* Document extract
--

Farouk Ahmed, Chief Executive of the NMDPRA said the government is urging oil marketers to commence the process of establishing Compressed Natural Gas (CNG) points at their filling stations to increase consumer accessibility.

He made this known on Tuesday in Abuja during a meeting with key oil marketing companies aimed at addressing issues surrounding the frequent scarcity of petroleum products in the country and exploring alternative solutions.

Read also:Respite for manufacturers as Dangote refinery sells diesel at N1000/litre

Ahmed clarified that while the government encourages local refining to reduce imports, it will not compel oil marketers to purchase from the Dangote Refinery, citing that such decisions are commercial in nature.

He said, “There are concerns about the ability to import petroleum products, especially diesel and aviation fuel, and the advent of the Dangote refinery. We allayed the fears of the marketers and told them that the Dangote refinery is a major achievement in our country because in the past we were importing every liter of petroleum products we required except those supplied by modular refineries. And as an oil-producing country, we believe at NMDPRA that we should support our local industry. And that is why we encourage our marketers to patronise our local refineries.

“But, at the same time, it is a commercial decision that they have to make between the suppliers and the clients. NMDPRA will not determine how much it is sold or how much you are buying. It is their own decision to go to Dangote refinery and purchase, and for Dangote refinery to determine the price they sell. As a regulator, we will not determine the price, we are only interested that the nation is well supplied.”

--

* Actions to take
A – List every specific fuel named in the fuel supply article.
B – Extend the fuel supply article, picking up after its final sentence.

Records of labeled points:
--

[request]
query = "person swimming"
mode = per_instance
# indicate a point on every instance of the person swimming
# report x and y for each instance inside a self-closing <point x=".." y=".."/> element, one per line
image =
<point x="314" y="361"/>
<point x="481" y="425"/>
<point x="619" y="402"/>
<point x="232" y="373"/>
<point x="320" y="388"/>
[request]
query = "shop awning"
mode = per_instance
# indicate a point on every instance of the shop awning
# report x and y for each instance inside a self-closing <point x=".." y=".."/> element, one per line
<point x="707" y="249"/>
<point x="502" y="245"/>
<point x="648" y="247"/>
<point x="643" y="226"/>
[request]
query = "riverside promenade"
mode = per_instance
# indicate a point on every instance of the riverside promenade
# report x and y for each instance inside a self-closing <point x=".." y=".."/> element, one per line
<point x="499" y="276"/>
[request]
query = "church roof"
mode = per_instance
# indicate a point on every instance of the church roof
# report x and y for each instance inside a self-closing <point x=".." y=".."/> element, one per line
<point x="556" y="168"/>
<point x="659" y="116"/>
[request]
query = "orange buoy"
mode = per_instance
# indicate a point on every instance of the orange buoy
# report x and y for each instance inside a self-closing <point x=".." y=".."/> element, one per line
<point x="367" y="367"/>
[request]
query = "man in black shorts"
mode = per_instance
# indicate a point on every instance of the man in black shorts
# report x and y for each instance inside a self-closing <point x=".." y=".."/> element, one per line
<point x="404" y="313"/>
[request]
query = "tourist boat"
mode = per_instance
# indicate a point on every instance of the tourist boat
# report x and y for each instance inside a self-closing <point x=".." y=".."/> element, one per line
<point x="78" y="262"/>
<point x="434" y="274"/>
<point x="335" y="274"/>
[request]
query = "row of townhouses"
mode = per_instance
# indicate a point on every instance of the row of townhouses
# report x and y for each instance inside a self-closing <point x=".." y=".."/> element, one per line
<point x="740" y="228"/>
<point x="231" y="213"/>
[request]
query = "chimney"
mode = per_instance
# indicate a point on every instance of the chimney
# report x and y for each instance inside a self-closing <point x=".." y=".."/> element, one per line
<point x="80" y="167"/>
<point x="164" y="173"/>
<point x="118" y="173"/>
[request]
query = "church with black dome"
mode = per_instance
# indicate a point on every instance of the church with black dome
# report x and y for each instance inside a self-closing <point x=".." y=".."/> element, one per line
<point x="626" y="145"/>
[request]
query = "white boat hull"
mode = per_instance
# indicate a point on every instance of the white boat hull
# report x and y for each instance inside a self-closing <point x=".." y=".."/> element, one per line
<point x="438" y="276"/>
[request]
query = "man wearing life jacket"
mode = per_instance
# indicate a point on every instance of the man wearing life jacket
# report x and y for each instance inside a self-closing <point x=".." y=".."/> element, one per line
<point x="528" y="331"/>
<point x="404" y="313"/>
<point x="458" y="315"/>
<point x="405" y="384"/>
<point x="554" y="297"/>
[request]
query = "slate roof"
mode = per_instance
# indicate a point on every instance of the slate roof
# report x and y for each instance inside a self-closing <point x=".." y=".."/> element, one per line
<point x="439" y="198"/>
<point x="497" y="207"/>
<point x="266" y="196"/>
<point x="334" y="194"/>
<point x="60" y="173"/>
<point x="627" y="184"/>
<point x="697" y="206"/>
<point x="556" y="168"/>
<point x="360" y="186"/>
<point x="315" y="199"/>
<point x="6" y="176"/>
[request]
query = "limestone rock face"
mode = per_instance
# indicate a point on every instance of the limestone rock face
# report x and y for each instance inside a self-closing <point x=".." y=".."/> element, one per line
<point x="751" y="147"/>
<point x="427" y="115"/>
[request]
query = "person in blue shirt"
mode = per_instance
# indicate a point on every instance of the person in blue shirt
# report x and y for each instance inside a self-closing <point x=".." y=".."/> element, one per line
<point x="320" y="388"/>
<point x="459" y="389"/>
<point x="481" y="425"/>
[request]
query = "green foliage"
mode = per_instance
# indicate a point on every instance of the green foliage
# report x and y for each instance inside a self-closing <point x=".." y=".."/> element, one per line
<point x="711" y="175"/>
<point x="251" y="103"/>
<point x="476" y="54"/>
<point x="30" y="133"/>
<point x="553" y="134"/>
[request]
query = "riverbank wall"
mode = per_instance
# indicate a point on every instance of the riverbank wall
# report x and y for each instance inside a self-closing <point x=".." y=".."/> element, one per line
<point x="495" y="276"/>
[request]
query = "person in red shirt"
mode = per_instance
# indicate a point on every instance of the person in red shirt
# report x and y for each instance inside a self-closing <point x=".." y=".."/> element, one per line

--

* In response
A – Compressed Natural Gas (CNG), diesel, aviation fuel

B –
Regarding the CNG initiative, Ahmed urged oil marketers to incorporate CNG points at their filling stations. He said that this aligns with President Bola Tinubu’s directive that government vehicles must be CNG-powered, and new retail licenses will require CNG points.

Read also: Dangote refinery to get full operating license soon — FG

“We also discussed the CNG revolution and our collective effort to ensure that we reduce the burden on the economy by having an alternative by having an alternative to PMS which is very costly especially due to exchange rate fluctuations and instability. We are looking at gas because we have it in abundance, we have over 200 trillion cubic feet of gas. All we need is to harness the industry to produce, invest, and be good for the consumer and CNG is the way to go.

“We discussed our plans and collective responsibility to add CNG in our petrol stations very soon just like we have PMS, diesel, and kerosene, we also want to have CNG so that it would provide easy access to the consumers but of course, we have to address the supply side.”

According to the NMDPRA helmsman, the agency is working with the producing companies, NUPRC and NNPC Limited as well as the Gas Aggregation Company of Nigeria to ensure that the product is also available at a competitive cost to the consumers.

Meanwhile, Abdukabir Adisa Aliu, CEO of Matrix Energy, speaking on behalf of the companies, expressed readiness to support the government’s efforts to expand energy sources for Nigerians, emphasizing the importance of national interests above all.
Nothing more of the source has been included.